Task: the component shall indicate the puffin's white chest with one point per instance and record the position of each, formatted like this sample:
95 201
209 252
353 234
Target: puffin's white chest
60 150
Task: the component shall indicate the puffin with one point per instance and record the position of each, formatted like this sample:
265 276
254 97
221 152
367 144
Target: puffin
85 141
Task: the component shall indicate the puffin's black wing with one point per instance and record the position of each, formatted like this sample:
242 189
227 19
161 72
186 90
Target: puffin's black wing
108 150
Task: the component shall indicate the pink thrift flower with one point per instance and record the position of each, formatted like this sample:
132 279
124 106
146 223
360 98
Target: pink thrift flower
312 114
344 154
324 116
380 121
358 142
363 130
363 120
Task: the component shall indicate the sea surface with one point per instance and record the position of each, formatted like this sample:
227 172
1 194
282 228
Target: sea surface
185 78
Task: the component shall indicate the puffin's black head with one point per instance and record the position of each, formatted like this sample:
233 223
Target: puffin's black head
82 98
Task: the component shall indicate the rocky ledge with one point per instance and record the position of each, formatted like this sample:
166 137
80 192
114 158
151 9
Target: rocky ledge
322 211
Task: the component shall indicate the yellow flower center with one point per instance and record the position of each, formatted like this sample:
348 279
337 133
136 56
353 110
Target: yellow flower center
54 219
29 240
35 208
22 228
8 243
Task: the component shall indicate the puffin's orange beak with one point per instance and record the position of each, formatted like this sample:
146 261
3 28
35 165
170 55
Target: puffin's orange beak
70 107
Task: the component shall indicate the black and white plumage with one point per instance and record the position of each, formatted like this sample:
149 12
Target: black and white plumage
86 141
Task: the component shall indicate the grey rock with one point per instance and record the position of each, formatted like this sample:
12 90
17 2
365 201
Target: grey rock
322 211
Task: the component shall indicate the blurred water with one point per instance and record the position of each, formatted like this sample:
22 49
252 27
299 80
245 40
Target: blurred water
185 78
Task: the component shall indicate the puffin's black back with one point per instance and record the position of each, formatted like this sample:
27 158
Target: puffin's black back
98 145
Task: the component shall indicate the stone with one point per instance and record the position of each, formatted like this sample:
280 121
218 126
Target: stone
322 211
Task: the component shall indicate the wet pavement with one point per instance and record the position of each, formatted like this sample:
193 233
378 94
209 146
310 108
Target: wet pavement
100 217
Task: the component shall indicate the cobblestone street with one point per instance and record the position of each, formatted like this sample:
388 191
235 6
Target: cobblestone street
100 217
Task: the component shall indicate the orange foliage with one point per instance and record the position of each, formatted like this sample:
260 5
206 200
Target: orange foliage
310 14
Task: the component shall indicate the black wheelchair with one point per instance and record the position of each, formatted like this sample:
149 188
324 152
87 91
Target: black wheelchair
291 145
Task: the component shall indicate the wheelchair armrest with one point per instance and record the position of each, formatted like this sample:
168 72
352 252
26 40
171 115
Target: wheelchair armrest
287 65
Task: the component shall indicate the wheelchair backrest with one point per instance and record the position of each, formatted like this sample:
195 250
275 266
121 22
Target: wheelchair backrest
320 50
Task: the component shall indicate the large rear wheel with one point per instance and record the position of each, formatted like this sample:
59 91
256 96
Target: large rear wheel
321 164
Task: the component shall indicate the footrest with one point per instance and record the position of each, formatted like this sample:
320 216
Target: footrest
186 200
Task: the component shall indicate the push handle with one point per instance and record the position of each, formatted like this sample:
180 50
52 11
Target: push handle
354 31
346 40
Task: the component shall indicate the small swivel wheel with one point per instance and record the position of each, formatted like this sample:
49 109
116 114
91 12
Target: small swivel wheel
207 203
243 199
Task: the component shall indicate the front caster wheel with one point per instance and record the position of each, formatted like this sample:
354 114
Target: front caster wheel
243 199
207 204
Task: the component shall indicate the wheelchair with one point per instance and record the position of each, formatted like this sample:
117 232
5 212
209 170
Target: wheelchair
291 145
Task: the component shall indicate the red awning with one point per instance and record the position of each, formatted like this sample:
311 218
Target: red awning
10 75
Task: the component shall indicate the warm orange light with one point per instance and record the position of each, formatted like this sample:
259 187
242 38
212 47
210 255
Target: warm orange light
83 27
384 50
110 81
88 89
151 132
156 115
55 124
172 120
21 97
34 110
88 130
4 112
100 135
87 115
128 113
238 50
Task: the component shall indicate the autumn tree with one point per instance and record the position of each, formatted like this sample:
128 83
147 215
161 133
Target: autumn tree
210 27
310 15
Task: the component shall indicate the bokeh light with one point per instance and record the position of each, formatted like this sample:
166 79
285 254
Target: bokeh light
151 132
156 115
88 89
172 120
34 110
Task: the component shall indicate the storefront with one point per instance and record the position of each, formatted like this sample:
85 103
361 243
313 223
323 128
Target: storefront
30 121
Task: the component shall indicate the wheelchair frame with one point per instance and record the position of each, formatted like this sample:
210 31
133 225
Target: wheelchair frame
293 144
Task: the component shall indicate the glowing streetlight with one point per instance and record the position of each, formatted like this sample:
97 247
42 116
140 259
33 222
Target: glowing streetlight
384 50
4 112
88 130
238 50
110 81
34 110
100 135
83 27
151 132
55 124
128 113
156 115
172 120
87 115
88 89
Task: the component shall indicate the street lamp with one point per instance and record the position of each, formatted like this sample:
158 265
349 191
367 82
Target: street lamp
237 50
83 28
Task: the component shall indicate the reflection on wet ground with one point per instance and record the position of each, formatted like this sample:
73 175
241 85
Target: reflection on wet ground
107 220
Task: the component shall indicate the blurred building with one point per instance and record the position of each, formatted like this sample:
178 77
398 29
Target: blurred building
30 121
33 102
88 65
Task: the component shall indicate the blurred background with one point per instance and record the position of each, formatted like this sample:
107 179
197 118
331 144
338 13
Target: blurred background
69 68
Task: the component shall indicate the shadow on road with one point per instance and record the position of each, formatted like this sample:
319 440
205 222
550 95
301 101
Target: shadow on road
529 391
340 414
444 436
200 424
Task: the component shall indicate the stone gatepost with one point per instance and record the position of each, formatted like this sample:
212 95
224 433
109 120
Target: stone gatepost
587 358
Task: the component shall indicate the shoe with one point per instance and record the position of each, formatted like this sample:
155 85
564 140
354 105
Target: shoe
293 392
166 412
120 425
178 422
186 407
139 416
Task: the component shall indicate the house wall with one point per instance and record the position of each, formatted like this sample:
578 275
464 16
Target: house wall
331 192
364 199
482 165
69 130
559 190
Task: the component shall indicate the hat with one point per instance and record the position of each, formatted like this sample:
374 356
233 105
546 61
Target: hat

#####

The task - Retype the data. Every line must match the original exactly.

Solved exercise -
Task: the component shall indicate the puffin's white chest with one point per instance and record the position of each, formatted like this sample:
95 201
209 252
353 234
Target: puffin's white chest
60 150
Task: the component shall indicate the puffin with one point per instance and record the position of each, formatted like this sample:
265 276
254 97
221 152
367 144
Target: puffin
85 141
Task: the component shall indicate the puffin's black wing with one point per instance and record the position of each, formatted like this sample:
242 189
227 19
161 72
186 90
Target: puffin's black wing
108 150
Task: the component shall indicate the pink thrift flower with one point per instance and record the position of each, formatted like this sample:
132 279
124 106
146 223
360 98
Target: pink thrift flower
312 114
344 154
324 116
380 121
358 142
363 130
363 120
Task: the component shall indicate the sea surface with one point per instance and record the position of each, formatted like this sample:
227 172
1 194
282 228
Target: sea surface
185 78
Task: the component shall indicate the puffin's black head with one point per instance and record the position of each, formatted like this sample:
233 223
Target: puffin's black head
82 98
Task: the component shall indicate the rocky ledge with one point per instance and record the position of each, formatted like this sample:
166 137
80 192
114 158
151 9
Target: rocky ledge
322 211
Task: the component shall indicate the yellow flower center with one point per instance and record the position of each, formatted like this sample:
348 279
337 133
136 56
353 110
Target: yellow flower center
54 219
29 240
35 208
22 228
8 243
Task: the component shall indicate the puffin's orange beak with one point per instance and record the position of each, formatted like this sample:
146 261
3 28
35 165
170 55
Target: puffin's orange beak
70 107
Task: the component shall indicate the black and white plumage with one point per instance and record the position of each, formatted like this sample:
149 12
Target: black and white plumage
86 141
Task: the component shall indicate the grey rock with one point per instance and record the position of each, formatted like this sample:
12 90
17 2
365 201
Target: grey rock
322 211
Task: the component shall indicate the blurred water with one point per instance and record the position of each, formatted like this sample:
22 49
252 27
299 80
245 40
Target: blurred water
185 78
Task: the component shall indicate the puffin's black back with one point per instance and record the position of each, formatted like this sample:
27 158
Target: puffin's black back
98 145
Task: the component shall indicate the stone with one point per instance and record the position of each, formatted like this sample:
280 121
218 126
Target: stone
322 211
Task: the component shall indicate the wet pavement with one point per instance and record the position of each, formatted like this sample:
193 233
378 94
209 146
310 108
Target: wet pavement
100 217
Task: the component shall indicate the cobblestone street with one point per instance and record the position of each, formatted like this sample:
388 191
235 6
Target: cobblestone street
100 217
Task: the component shall indicate the orange foliage with one point per instance and record the position of each, formatted like this sample:
260 5
206 200
Target: orange foliage
310 14
Task: the component shall indicate the black wheelchair with one point per instance and record the position of each, formatted like this sample:
149 188
324 152
87 91
Target: black wheelchair
291 145
Task: the component shall indicate the wheelchair armrest with one point per instance and record the position of each, formatted like this sample:
168 72
352 252
26 40
171 115
Target: wheelchair armrest
287 65
Task: the component shall indicate the wheelchair backrest with one point per instance and record the position of each, formatted like this sample:
195 250
275 266
121 22
Target: wheelchair backrest
320 50
Task: the component shall indicate the large rear wheel with one point per instance and record the position of each, formatted like this sample:
59 91
256 96
Target: large rear wheel
321 164
Task: the component shall indicate the footrest with one point per instance and record the position of each, formatted like this sample:
320 216
Target: footrest
186 200
Task: the component shall indicate the push handle with one point per instance and record the position of each, formatted like this sample:
180 50
52 11
Target: push handle
354 31
346 40
Task: the component shall indicate the small swivel wheel with one point per instance and record the position of each, formatted like this sample:
49 109
116 114
91 12
Target: small swivel wheel
207 203
243 199
Task: the component shall indicate the front caster wheel with one point per instance and record the position of each, formatted like this sample:
354 114
Target: front caster wheel
243 199
207 204
Task: the component shall indicate the wheelchair with one point per instance and record the position of each, formatted like this sample:
117 232
5 212
209 170
Target: wheelchair
291 145
Task: the component shall indicate the red awning with one point per instance and record the position of each, formatted like this sample:
311 218
Target: red awning
10 75
Task: the component shall indicate the warm orange light with one point per instance and record the position of each, formatted like this sample:
259 187
242 38
212 47
210 255
Target: warm orange light
83 27
384 50
110 81
88 89
151 132
156 115
55 124
172 120
21 97
34 110
88 130
4 112
100 135
87 115
128 113
238 50
Task: the component shall indicate the autumn tree with one point per instance and record the position of each, formatted like this sample:
128 83
147 215
161 133
Target: autumn tree
210 27
310 15
Task: the component shall indicate the bokeh light with one point per instance and record the position of each, formatted like this sample:
166 79
285 254
Target: bokeh light
151 132
156 115
88 89
172 120
34 110
Task: the component shall indicate the storefront with one point per instance and record the position of each, formatted like this sample:
85 103
361 243
313 223
323 128
Target: storefront
30 121
Task: the component shall indicate the wheelchair frame with one point per instance and record the position of each, formatted like this sample:
210 31
133 225
Target: wheelchair frame
293 144
Task: the component shall indicate the glowing streetlight with one point per instance and record the position of each, formatted like this sample:
97 247
42 116
140 259
33 222
Target: glowing streetlight
384 50
4 112
88 130
238 50
110 81
34 110
100 135
83 27
151 132
55 124
128 113
156 115
172 120
87 115
88 89
Task: the component shall indicate the street lamp with one point per instance and record the position of each, formatted like this sample:
158 265
349 191
367 82
Target: street lamp
237 50
83 28
Task: the component shall indicate the reflection on wet ground with one point per instance and record the position of each, formatted like this sample:
73 175
241 85
Target: reflection on wet ground
107 220
Task: the component shall indicate the blurred building with one point per instance and record the position of each, formatted like this sample:
178 77
398 29
Target: blurred building
30 121
33 102
88 65
Task: the component shall indicate the blurred background with one point per instance and record the position of each, formatted like this sample:
107 179
197 118
331 144
338 13
Target: blurred background
69 68
Task: the component shall indicate the shadow on road with one point per instance and record the position of each, formatted like this sample:
319 440
205 222
550 95
301 101
Target: shadow on road
529 391
340 414
444 436
200 424
Task: the component shall indicate the stone gatepost with one point per instance and record the position of each, formatted like this sample:
212 95
224 433
109 120
Target: stone gatepost
587 358
Task: the component shall indicate the shoe with one point per instance and record the position of each, formatted like this sample:
155 85
564 140
354 105
Target: shoe
293 392
166 412
120 425
178 422
186 407
139 416
Task: the component shall indicate the house wall with one point per instance and record the position of each, formatted like this sample:
578 275
464 16
Target: house wall
331 192
364 199
482 165
69 130
559 190
Task: the component shall indicate the hat with one point per instance and record the position of each, formatted like this sample:
374 356
233 105
546 61
Target: hat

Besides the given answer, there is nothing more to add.